▶ WHAT TO DO: Pick out every line below that contains the word "image", and copy each one.

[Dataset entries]
• • • • • • •

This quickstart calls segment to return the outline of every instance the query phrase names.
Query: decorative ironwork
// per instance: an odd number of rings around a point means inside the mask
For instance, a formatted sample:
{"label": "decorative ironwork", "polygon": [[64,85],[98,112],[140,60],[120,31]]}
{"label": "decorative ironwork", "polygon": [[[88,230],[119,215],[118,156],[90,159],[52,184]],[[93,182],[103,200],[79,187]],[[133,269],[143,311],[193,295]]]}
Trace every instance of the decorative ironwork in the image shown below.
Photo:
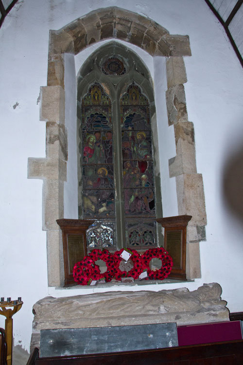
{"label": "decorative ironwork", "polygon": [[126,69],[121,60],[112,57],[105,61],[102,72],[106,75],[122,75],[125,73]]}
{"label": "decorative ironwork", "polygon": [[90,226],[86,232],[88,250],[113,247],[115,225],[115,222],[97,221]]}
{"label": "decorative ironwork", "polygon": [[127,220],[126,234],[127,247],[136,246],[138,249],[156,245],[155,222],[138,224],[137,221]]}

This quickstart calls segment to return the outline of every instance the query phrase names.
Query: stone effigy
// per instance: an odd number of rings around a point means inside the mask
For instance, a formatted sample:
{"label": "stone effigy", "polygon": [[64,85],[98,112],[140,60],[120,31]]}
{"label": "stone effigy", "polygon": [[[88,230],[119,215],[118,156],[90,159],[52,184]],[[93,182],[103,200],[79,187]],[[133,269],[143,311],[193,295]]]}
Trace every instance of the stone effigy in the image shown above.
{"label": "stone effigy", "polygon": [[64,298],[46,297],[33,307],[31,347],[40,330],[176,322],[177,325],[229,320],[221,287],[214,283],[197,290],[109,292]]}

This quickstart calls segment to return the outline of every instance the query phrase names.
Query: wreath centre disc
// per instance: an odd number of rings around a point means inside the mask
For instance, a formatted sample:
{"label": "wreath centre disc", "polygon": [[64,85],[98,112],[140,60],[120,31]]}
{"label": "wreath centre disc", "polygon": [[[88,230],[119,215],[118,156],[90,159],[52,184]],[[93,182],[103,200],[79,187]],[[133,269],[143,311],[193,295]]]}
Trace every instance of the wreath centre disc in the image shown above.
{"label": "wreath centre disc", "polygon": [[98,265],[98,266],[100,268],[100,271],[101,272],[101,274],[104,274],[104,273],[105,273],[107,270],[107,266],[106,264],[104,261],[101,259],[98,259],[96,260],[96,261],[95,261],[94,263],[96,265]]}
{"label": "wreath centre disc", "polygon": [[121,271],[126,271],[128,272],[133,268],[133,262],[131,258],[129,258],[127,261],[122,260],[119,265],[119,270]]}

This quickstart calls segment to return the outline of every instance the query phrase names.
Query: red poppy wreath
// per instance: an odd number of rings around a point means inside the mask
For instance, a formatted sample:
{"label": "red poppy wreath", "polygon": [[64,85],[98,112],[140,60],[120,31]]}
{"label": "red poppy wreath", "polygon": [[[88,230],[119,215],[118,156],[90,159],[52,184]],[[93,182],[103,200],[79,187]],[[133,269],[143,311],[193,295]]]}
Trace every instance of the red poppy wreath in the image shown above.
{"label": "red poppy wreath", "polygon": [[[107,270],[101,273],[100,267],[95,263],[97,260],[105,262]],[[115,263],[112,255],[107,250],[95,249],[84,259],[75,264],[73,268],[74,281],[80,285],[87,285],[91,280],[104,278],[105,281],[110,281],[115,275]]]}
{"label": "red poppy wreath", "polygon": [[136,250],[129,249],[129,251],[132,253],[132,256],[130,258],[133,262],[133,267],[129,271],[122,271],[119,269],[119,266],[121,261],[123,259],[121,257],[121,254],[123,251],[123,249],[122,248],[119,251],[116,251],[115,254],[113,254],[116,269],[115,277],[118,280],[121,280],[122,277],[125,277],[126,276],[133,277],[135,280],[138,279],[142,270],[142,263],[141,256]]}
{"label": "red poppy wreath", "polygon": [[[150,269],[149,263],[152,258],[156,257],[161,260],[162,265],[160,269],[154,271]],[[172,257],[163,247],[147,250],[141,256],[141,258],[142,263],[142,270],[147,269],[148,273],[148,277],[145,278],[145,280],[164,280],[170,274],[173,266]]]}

• • • • • • •

▶ WORKED SOLUTION:
Trace every instance of the decorative ironwork in the image shown below.
Trace every instance of the stone effigy in the image shown above.
Trace every instance of the wreath centre disc in the image shown above.
Trace every instance of the red poppy wreath in the image shown above.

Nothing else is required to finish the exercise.